Material shown
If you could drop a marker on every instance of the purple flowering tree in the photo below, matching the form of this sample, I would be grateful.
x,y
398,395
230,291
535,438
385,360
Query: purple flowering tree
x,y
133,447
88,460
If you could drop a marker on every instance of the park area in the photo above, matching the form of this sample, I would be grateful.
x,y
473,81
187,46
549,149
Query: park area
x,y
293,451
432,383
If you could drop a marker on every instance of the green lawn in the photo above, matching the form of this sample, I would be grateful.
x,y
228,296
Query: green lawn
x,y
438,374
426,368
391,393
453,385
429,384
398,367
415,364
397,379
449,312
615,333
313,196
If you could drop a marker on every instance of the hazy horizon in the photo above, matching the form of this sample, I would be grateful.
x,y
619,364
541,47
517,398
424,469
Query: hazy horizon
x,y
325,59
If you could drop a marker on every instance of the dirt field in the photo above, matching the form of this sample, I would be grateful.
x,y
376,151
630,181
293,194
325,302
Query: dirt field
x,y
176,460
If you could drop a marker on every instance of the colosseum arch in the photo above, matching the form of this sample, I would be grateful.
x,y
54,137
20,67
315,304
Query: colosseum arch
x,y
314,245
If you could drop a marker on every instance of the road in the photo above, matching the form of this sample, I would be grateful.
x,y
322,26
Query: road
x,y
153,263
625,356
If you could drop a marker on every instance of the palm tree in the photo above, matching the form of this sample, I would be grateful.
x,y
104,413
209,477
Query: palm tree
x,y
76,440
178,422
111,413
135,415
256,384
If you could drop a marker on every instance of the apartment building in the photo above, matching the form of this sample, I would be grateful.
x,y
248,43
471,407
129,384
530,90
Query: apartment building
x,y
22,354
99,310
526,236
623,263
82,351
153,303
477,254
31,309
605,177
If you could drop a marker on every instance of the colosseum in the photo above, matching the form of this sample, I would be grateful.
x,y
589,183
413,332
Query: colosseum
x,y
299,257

Set exercise
Print back all the lines verbatim.

Task answer
If you could drop a marker on every instance of the purple flowering tree in the photo below, matching the form of this sample, I would be grateful.
x,y
398,395
230,291
535,438
385,360
Query: purple flowering tree
x,y
133,447
88,460
If you could drop a marker on every instance of the park area in the photo above, matching the form of this sample, I would be grateful.
x,y
473,81
187,46
549,149
Query: park area
x,y
293,451
432,383
If you could drop a marker on every instance of the green lawn in the photo above, matching the form of this sample, I would be grateful.
x,y
228,296
Query: green lawn
x,y
438,374
426,368
391,393
453,385
429,384
398,367
415,364
397,379
449,312
615,333
313,196
If you could drop a marker on every instance of the hazy horizon in the photo above, matching the form of this sample, I would be grateful.
x,y
619,364
541,47
517,398
424,469
Query: hazy horizon
x,y
325,59
If you could drop a marker on every instance of the dirt field in the photo above, matching the form of this sample, I would be grateful.
x,y
376,151
630,181
293,194
325,302
Query: dirt field
x,y
176,460
If you could drop a marker on every instance of the colosseum arch in the photo above, matching the form of this sample, I would be grateful.
x,y
54,137
20,67
315,304
Query: colosseum arch
x,y
314,245
If you could drop a marker on every instance of the road in the photo above, matching the form of this sample, I would be grateful.
x,y
322,26
Query: road
x,y
153,263
625,356
If you could drop a marker on every instance of the palm tree in the photo above, matching the form of this sample, I would be grateful.
x,y
104,413
209,477
Query: palm tree
x,y
76,440
178,422
111,413
135,415
256,384
If you could drop a marker on every instance of the apartment building in the photo above, matching the form of this sample, I would be grateful.
x,y
248,43
471,407
129,384
530,90
Query: apartment building
x,y
22,354
99,310
526,236
623,263
82,351
153,303
477,254
31,309
605,177
If you could drop a marker on every instance of the colosseum in the photo above, matching the form of this sample, I would be grateful.
x,y
589,183
413,332
Query: colosseum
x,y
299,257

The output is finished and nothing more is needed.